Prompt:
The reply should contain all the data below, repeated exactly, and none of the images.

>>

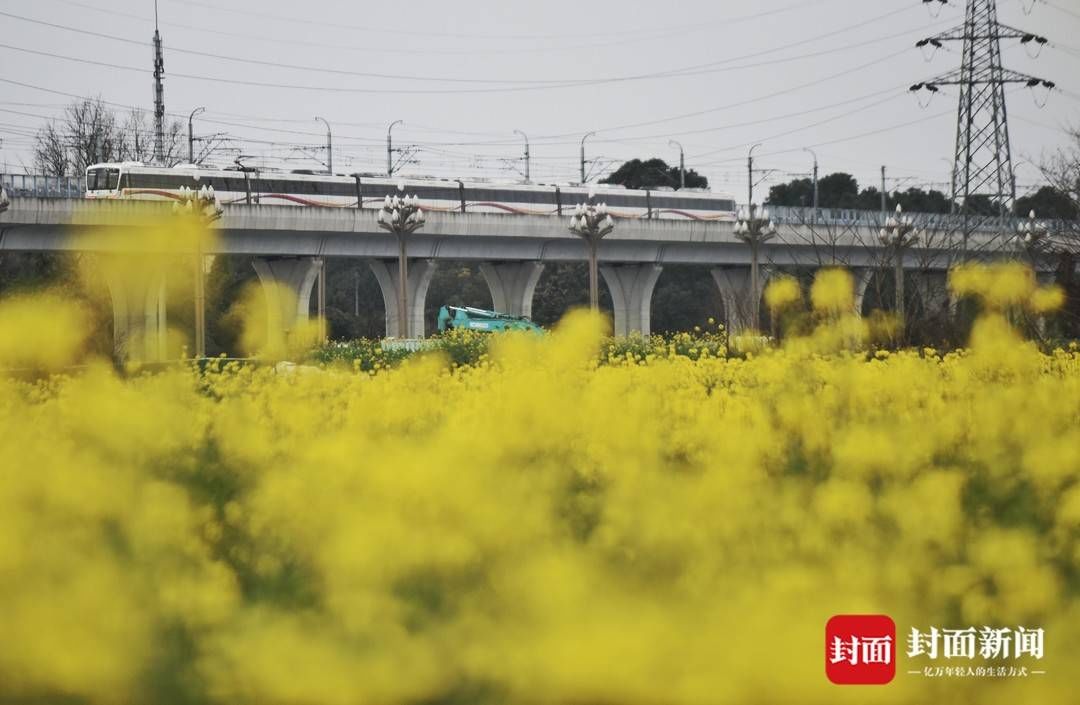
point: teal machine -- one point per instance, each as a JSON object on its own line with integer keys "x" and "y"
{"x": 454, "y": 316}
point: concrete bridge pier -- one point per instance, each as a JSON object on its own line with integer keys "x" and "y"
{"x": 512, "y": 285}
{"x": 861, "y": 276}
{"x": 631, "y": 287}
{"x": 420, "y": 272}
{"x": 932, "y": 287}
{"x": 137, "y": 288}
{"x": 739, "y": 301}
{"x": 287, "y": 283}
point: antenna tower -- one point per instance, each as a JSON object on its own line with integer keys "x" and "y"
{"x": 159, "y": 93}
{"x": 983, "y": 176}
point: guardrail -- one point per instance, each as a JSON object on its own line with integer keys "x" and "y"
{"x": 43, "y": 187}
{"x": 851, "y": 217}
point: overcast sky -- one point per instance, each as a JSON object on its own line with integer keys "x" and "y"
{"x": 715, "y": 75}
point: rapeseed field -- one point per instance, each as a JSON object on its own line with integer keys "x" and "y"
{"x": 549, "y": 525}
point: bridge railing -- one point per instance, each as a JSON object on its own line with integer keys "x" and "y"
{"x": 43, "y": 187}
{"x": 851, "y": 217}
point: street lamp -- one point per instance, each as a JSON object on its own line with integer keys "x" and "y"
{"x": 402, "y": 215}
{"x": 1030, "y": 233}
{"x": 390, "y": 147}
{"x": 191, "y": 135}
{"x": 755, "y": 231}
{"x": 526, "y": 138}
{"x": 592, "y": 222}
{"x": 329, "y": 147}
{"x": 682, "y": 163}
{"x": 203, "y": 205}
{"x": 588, "y": 135}
{"x": 899, "y": 233}
{"x": 750, "y": 176}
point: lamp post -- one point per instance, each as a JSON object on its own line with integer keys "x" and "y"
{"x": 402, "y": 215}
{"x": 588, "y": 135}
{"x": 329, "y": 147}
{"x": 390, "y": 147}
{"x": 592, "y": 222}
{"x": 750, "y": 177}
{"x": 191, "y": 134}
{"x": 755, "y": 231}
{"x": 526, "y": 138}
{"x": 682, "y": 163}
{"x": 1030, "y": 233}
{"x": 898, "y": 234}
{"x": 201, "y": 204}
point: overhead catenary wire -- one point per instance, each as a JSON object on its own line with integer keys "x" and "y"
{"x": 514, "y": 85}
{"x": 473, "y": 49}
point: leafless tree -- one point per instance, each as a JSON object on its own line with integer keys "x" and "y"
{"x": 91, "y": 133}
{"x": 50, "y": 153}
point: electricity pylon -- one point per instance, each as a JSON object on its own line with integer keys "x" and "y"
{"x": 983, "y": 176}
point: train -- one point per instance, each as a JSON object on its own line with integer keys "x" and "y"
{"x": 306, "y": 188}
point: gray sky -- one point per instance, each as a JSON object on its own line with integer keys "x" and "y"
{"x": 790, "y": 73}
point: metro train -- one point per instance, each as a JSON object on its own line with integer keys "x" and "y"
{"x": 139, "y": 181}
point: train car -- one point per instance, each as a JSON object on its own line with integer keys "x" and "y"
{"x": 136, "y": 180}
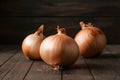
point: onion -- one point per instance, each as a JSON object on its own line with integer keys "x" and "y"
{"x": 91, "y": 40}
{"x": 31, "y": 44}
{"x": 59, "y": 50}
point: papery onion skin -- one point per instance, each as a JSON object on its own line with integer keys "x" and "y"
{"x": 59, "y": 50}
{"x": 91, "y": 40}
{"x": 31, "y": 44}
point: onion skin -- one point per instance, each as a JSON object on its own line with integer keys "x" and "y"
{"x": 31, "y": 44}
{"x": 91, "y": 40}
{"x": 59, "y": 50}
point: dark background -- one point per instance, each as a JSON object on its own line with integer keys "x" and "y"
{"x": 18, "y": 18}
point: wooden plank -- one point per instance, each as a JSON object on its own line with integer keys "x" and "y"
{"x": 20, "y": 68}
{"x": 5, "y": 68}
{"x": 106, "y": 66}
{"x": 41, "y": 71}
{"x": 6, "y": 52}
{"x": 79, "y": 71}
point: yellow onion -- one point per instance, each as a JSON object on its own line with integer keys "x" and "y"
{"x": 31, "y": 44}
{"x": 91, "y": 40}
{"x": 59, "y": 50}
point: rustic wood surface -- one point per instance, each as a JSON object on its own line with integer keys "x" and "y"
{"x": 18, "y": 18}
{"x": 14, "y": 66}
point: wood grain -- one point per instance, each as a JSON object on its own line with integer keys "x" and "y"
{"x": 20, "y": 68}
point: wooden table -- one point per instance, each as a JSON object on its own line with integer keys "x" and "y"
{"x": 14, "y": 66}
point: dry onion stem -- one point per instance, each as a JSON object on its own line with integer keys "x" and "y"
{"x": 31, "y": 44}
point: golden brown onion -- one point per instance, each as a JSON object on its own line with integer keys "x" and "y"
{"x": 91, "y": 40}
{"x": 31, "y": 44}
{"x": 59, "y": 50}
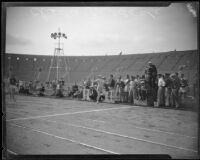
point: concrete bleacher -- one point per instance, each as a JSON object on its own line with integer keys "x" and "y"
{"x": 81, "y": 67}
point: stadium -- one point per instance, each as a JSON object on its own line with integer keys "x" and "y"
{"x": 50, "y": 108}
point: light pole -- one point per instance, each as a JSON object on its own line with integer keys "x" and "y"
{"x": 58, "y": 49}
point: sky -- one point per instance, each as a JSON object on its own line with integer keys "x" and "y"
{"x": 101, "y": 30}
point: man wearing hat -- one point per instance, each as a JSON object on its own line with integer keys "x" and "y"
{"x": 168, "y": 90}
{"x": 175, "y": 90}
{"x": 100, "y": 85}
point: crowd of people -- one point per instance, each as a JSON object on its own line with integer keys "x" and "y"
{"x": 156, "y": 89}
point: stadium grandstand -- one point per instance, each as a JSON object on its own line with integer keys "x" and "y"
{"x": 26, "y": 67}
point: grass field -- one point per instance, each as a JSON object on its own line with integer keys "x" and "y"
{"x": 36, "y": 125}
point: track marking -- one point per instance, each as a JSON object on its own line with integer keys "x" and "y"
{"x": 153, "y": 130}
{"x": 61, "y": 114}
{"x": 94, "y": 120}
{"x": 66, "y": 139}
{"x": 11, "y": 152}
{"x": 124, "y": 136}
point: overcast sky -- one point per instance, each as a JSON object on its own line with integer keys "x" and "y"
{"x": 102, "y": 30}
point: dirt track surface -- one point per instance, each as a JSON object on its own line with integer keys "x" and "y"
{"x": 56, "y": 126}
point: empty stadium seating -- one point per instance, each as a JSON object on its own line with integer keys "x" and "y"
{"x": 79, "y": 67}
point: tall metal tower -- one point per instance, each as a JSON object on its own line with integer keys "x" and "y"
{"x": 57, "y": 58}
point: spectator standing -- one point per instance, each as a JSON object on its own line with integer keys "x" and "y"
{"x": 183, "y": 87}
{"x": 111, "y": 85}
{"x": 12, "y": 87}
{"x": 168, "y": 90}
{"x": 100, "y": 85}
{"x": 132, "y": 90}
{"x": 175, "y": 90}
{"x": 126, "y": 88}
{"x": 161, "y": 85}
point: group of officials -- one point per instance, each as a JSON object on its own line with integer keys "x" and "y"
{"x": 156, "y": 89}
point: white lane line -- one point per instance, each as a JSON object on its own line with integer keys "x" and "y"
{"x": 124, "y": 136}
{"x": 172, "y": 133}
{"x": 94, "y": 120}
{"x": 153, "y": 130}
{"x": 8, "y": 150}
{"x": 66, "y": 139}
{"x": 61, "y": 114}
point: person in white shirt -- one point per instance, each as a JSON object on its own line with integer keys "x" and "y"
{"x": 132, "y": 90}
{"x": 161, "y": 89}
{"x": 126, "y": 88}
{"x": 100, "y": 83}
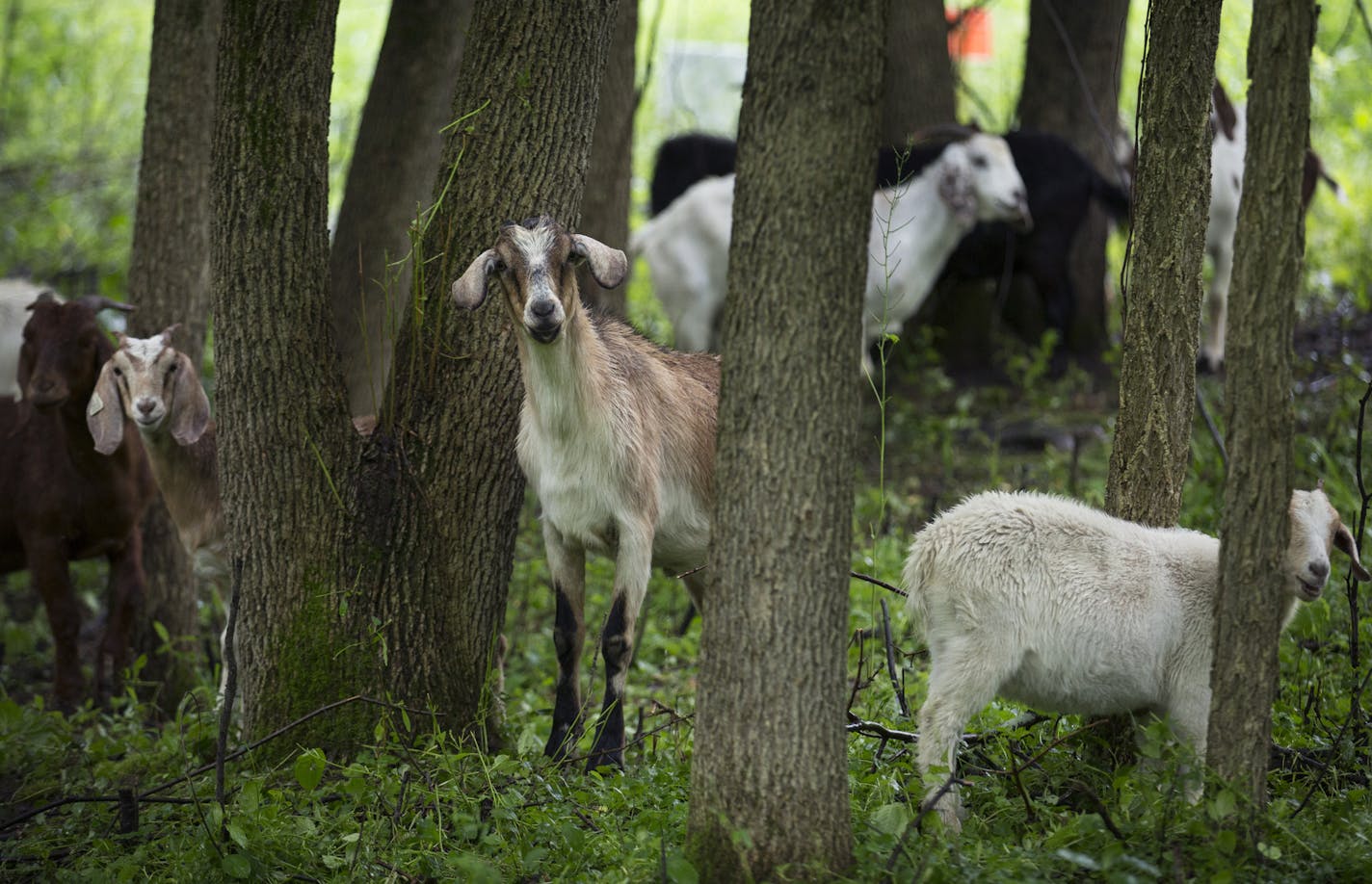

<<

Result for this task:
point: teal machine -- one point per instance, each as a JSON object on its own line with integer keys "x" and "y"
{"x": 454, "y": 316}
point: concrete bridge pier -- one point per instance, each as a JSON object on its own line with integer keys "x" and "y"
{"x": 512, "y": 285}
{"x": 861, "y": 276}
{"x": 631, "y": 287}
{"x": 420, "y": 272}
{"x": 932, "y": 287}
{"x": 137, "y": 288}
{"x": 739, "y": 301}
{"x": 287, "y": 283}
point: antenna tower -- one point per instance, each as a JSON object on its own line with integer keys "x" and "y"
{"x": 159, "y": 93}
{"x": 983, "y": 176}
point: guardrail -- one point per instance, each as a JSON object on its own line with integer keys "x" and "y"
{"x": 43, "y": 187}
{"x": 851, "y": 217}
point: overcast sky -- one point per instance, each as a JSON object on its own line with integer keys "x" and "y"
{"x": 715, "y": 75}
point: rapeseed field -- one point per instance, each as a JSON object on its own line with integer keys "x" and "y"
{"x": 549, "y": 525}
point: bridge railing -- one point per instance, each as a JSON object on its own line with integer keys "x" and "y"
{"x": 43, "y": 187}
{"x": 851, "y": 217}
point: street lamp -- one point per instance, each as a JSON object on its own line with integer keys "x" and "y"
{"x": 402, "y": 215}
{"x": 1030, "y": 233}
{"x": 390, "y": 147}
{"x": 191, "y": 135}
{"x": 755, "y": 231}
{"x": 526, "y": 138}
{"x": 592, "y": 222}
{"x": 329, "y": 147}
{"x": 682, "y": 163}
{"x": 203, "y": 205}
{"x": 588, "y": 135}
{"x": 899, "y": 233}
{"x": 750, "y": 176}
point: lamp post -- one point per instance, each as a JSON object on its own line with integer keys "x" and "y"
{"x": 402, "y": 215}
{"x": 588, "y": 135}
{"x": 329, "y": 147}
{"x": 390, "y": 147}
{"x": 592, "y": 222}
{"x": 750, "y": 177}
{"x": 191, "y": 134}
{"x": 755, "y": 231}
{"x": 526, "y": 138}
{"x": 682, "y": 163}
{"x": 1030, "y": 233}
{"x": 898, "y": 234}
{"x": 201, "y": 204}
point: overhead catenary wire -- one point per instance, each as a JSON object on its own line with integer keys "x" and "y"
{"x": 514, "y": 85}
{"x": 473, "y": 49}
point: leafless tree -- one point per instance, each as a JSON object on its own line with integer keys "x" and "y"
{"x": 91, "y": 133}
{"x": 50, "y": 153}
point: electricity pylon -- one point per instance, each as a JSON object on its own line with integer keys "x" and "y"
{"x": 983, "y": 176}
point: train -- one point per instance, each as a JSON object on its own line with integer keys "x" and "y"
{"x": 306, "y": 188}
point: gray sky -- one point per instance, each as a JSON object on its own line with integer keys "x" and "y"
{"x": 790, "y": 73}
point: metro train -- one point per instance, each as a JSON object on its own line with integer keys "x" and "y"
{"x": 139, "y": 181}
point: train car -- one point per instance, each as a JSON object on its own line with integer keys "x" and "y"
{"x": 136, "y": 180}
point: onion -- one point per instance, each as a JSON object on its own line with integer keys "x" and "y"
{"x": 91, "y": 40}
{"x": 31, "y": 44}
{"x": 59, "y": 50}
point: papery onion skin -- one point per instance, each as a JSON object on its own line with integer keys "x" and "y"
{"x": 59, "y": 50}
{"x": 91, "y": 40}
{"x": 31, "y": 44}
point: onion skin -- one point per instance, each as a JSON object on its own line with integer keys "x" and "y"
{"x": 31, "y": 44}
{"x": 91, "y": 40}
{"x": 59, "y": 50}
point: dark background -- one point per instance, each as a JSON object on its own line with integer keys "x" and "y"
{"x": 18, "y": 18}
point: wooden plank -- one point per instance, each as a JSON object on its own line with integer keys "x" and "y"
{"x": 20, "y": 68}
{"x": 5, "y": 68}
{"x": 106, "y": 66}
{"x": 41, "y": 71}
{"x": 6, "y": 52}
{"x": 79, "y": 71}
point: yellow onion -- one point per instance, each as a JSON object on its own line with integer keys "x" and "y"
{"x": 31, "y": 44}
{"x": 91, "y": 40}
{"x": 59, "y": 50}
point: rustic wood surface -- one point per instance, each as a JSON object on its own line with integer keys "x" and "y"
{"x": 18, "y": 18}
{"x": 14, "y": 66}
point: wood grain -- one point per instance, each as a JSON object on its own line with integer keys "x" and "y"
{"x": 20, "y": 68}
point: wooden table -- one point per instance, each as a JSON object on its own line with integer keys "x" and "y"
{"x": 14, "y": 66}
point: dry onion stem -- one point per instance, each as a JSON object on its own line with integer keys "x" and "y"
{"x": 31, "y": 44}
point: golden brown onion -- one point per instance, each as a JSON object on its own line with integer keys "x" and "y"
{"x": 91, "y": 40}
{"x": 31, "y": 44}
{"x": 59, "y": 50}
point: concrete bleacher -- one point per instance, each as a JSON object on its own line with integer keys "x" and "y"
{"x": 81, "y": 67}
point: stadium -- one point per instance, each as a JSON object on its own line with integer keys "x" and "y"
{"x": 50, "y": 108}
point: light pole -- one point per instance, each as a JSON object on its own line with integer keys "x" and "y"
{"x": 58, "y": 49}
point: sky -- one point per instance, each as a JSON object on its own line with integer keys "x" and "y"
{"x": 101, "y": 30}
point: man wearing hat -- one point per instance, each as a JSON object on its own line with integer keys "x" and "y"
{"x": 168, "y": 90}
{"x": 175, "y": 90}
{"x": 100, "y": 85}
point: crowd of people -- one point per instance, each as a JSON object on its own line with integer keys "x" and "y"
{"x": 156, "y": 89}
point: stadium grandstand -- one point per instance, each as a JSON object on its own line with integer keys "x" and "y"
{"x": 26, "y": 67}
point: grass field -- one point per instance, each as a JSON object on its own line with integer keys "x" and "y"
{"x": 36, "y": 125}
point: track marking -- one point per instance, each as a JSON object on its own line with integer keys "x" and "y"
{"x": 153, "y": 130}
{"x": 61, "y": 114}
{"x": 94, "y": 120}
{"x": 66, "y": 139}
{"x": 11, "y": 152}
{"x": 124, "y": 136}
point: overcast sky -- one point per instance, each as a JSON object on its own line with integer keys "x" and "y"
{"x": 102, "y": 30}
point: dirt track surface -- one point per instance, each as a JSON object on its own line with integer keys "x" and "y"
{"x": 56, "y": 126}
point: empty stadium seating -- one point per instance, each as a JSON object on its own line with integer keys "x" and "y"
{"x": 79, "y": 67}
point: tall metal tower -- one point per instance, each as a JSON object on its own line with integer keys "x" and "y"
{"x": 57, "y": 58}
point: spectator standing -- one point per instance, each as a JSON object on its own line with integer keys "x" and "y"
{"x": 183, "y": 87}
{"x": 111, "y": 85}
{"x": 12, "y": 87}
{"x": 168, "y": 90}
{"x": 100, "y": 85}
{"x": 132, "y": 90}
{"x": 175, "y": 90}
{"x": 126, "y": 88}
{"x": 161, "y": 85}
point: group of officials -- one point per instance, each as a JSON object on its own line with integer keys "x" and "y"
{"x": 156, "y": 89}
point: white lane line -- one point per instance, each as a JSON object on its own line with integer keys "x" and "y"
{"x": 124, "y": 136}
{"x": 172, "y": 133}
{"x": 94, "y": 120}
{"x": 153, "y": 130}
{"x": 8, "y": 150}
{"x": 66, "y": 139}
{"x": 61, "y": 114}
point: person in white shirt -- one point per instance, each as a JSON object on its own line with integer keys "x" and "y"
{"x": 132, "y": 90}
{"x": 161, "y": 89}
{"x": 126, "y": 88}
{"x": 100, "y": 83}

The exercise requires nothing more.